[EXERCISE] Collect every line of the records below that contains the string "trailer". Case counts.

Data extracted from a collection:

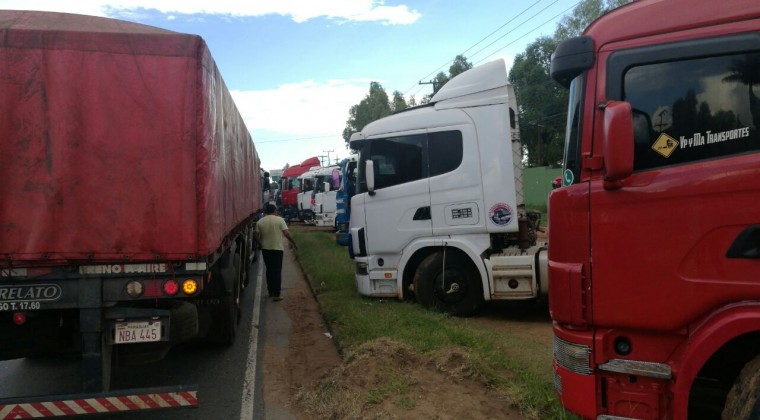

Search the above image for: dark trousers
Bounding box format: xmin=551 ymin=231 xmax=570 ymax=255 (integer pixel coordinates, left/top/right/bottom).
xmin=261 ymin=249 xmax=284 ymax=297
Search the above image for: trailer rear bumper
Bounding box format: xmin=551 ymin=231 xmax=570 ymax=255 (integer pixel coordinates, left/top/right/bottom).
xmin=0 ymin=385 xmax=198 ymax=420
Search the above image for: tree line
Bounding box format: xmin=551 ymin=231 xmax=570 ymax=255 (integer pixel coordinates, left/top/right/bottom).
xmin=343 ymin=0 xmax=631 ymax=167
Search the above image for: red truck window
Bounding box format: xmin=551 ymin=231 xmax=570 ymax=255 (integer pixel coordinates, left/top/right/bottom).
xmin=623 ymin=46 xmax=760 ymax=170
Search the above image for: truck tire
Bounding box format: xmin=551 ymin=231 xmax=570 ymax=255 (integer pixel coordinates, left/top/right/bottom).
xmin=414 ymin=250 xmax=483 ymax=316
xmin=722 ymin=356 xmax=760 ymax=420
xmin=211 ymin=254 xmax=242 ymax=346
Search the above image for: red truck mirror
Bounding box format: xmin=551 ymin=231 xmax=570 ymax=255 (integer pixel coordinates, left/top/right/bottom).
xmin=602 ymin=101 xmax=633 ymax=183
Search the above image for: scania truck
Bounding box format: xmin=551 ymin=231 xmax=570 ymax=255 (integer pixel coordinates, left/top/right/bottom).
xmin=335 ymin=155 xmax=356 ymax=246
xmin=349 ymin=60 xmax=548 ymax=316
xmin=311 ymin=165 xmax=341 ymax=228
xmin=277 ymin=156 xmax=321 ymax=221
xmin=548 ymin=0 xmax=760 ymax=420
xmin=0 ymin=11 xmax=262 ymax=418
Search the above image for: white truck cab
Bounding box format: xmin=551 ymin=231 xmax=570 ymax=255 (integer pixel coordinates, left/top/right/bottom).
xmin=349 ymin=60 xmax=548 ymax=315
xmin=296 ymin=166 xmax=321 ymax=224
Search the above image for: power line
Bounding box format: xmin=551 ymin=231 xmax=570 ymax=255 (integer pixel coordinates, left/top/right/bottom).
xmin=254 ymin=134 xmax=342 ymax=144
xmin=476 ymin=0 xmax=583 ymax=64
xmin=404 ymin=0 xmax=558 ymax=94
xmin=472 ymin=0 xmax=564 ymax=62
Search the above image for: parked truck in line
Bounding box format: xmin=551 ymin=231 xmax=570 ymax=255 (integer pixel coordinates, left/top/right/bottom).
xmin=277 ymin=156 xmax=321 ymax=221
xmin=349 ymin=60 xmax=548 ymax=315
xmin=311 ymin=165 xmax=341 ymax=228
xmin=548 ymin=0 xmax=760 ymax=420
xmin=296 ymin=166 xmax=321 ymax=224
xmin=335 ymin=155 xmax=356 ymax=246
xmin=0 ymin=11 xmax=262 ymax=418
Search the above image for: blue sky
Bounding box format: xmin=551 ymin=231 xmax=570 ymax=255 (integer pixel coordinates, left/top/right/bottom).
xmin=0 ymin=0 xmax=579 ymax=169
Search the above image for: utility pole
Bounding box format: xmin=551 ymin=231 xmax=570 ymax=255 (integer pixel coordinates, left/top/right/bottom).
xmin=536 ymin=119 xmax=544 ymax=166
xmin=322 ymin=150 xmax=335 ymax=166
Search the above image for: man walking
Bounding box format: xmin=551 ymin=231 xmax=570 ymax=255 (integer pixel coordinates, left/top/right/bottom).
xmin=254 ymin=204 xmax=298 ymax=302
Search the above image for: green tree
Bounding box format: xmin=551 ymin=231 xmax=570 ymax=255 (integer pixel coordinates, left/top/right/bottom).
xmin=422 ymin=54 xmax=472 ymax=105
xmin=554 ymin=0 xmax=632 ymax=42
xmin=509 ymin=37 xmax=567 ymax=166
xmin=509 ymin=0 xmax=631 ymax=166
xmin=343 ymin=82 xmax=392 ymax=142
xmin=449 ymin=54 xmax=472 ymax=80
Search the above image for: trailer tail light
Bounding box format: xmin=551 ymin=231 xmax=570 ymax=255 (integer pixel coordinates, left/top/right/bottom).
xmin=13 ymin=312 xmax=26 ymax=325
xmin=127 ymin=280 xmax=144 ymax=297
xmin=554 ymin=336 xmax=593 ymax=375
xmin=182 ymin=279 xmax=198 ymax=296
xmin=164 ymin=279 xmax=179 ymax=296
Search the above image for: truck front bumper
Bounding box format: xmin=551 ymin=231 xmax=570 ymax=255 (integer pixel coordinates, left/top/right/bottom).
xmin=355 ymin=257 xmax=399 ymax=297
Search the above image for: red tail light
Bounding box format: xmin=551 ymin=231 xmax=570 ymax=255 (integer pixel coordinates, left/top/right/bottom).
xmin=164 ymin=279 xmax=179 ymax=295
xmin=13 ymin=312 xmax=26 ymax=325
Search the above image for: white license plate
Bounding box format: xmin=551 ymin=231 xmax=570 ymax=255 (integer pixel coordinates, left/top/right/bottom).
xmin=114 ymin=321 xmax=161 ymax=344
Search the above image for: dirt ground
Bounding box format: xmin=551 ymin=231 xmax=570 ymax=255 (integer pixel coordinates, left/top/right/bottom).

[RESPONSE]
Search the above image for: trailer rear bumper
Search the above image for: trailer tail light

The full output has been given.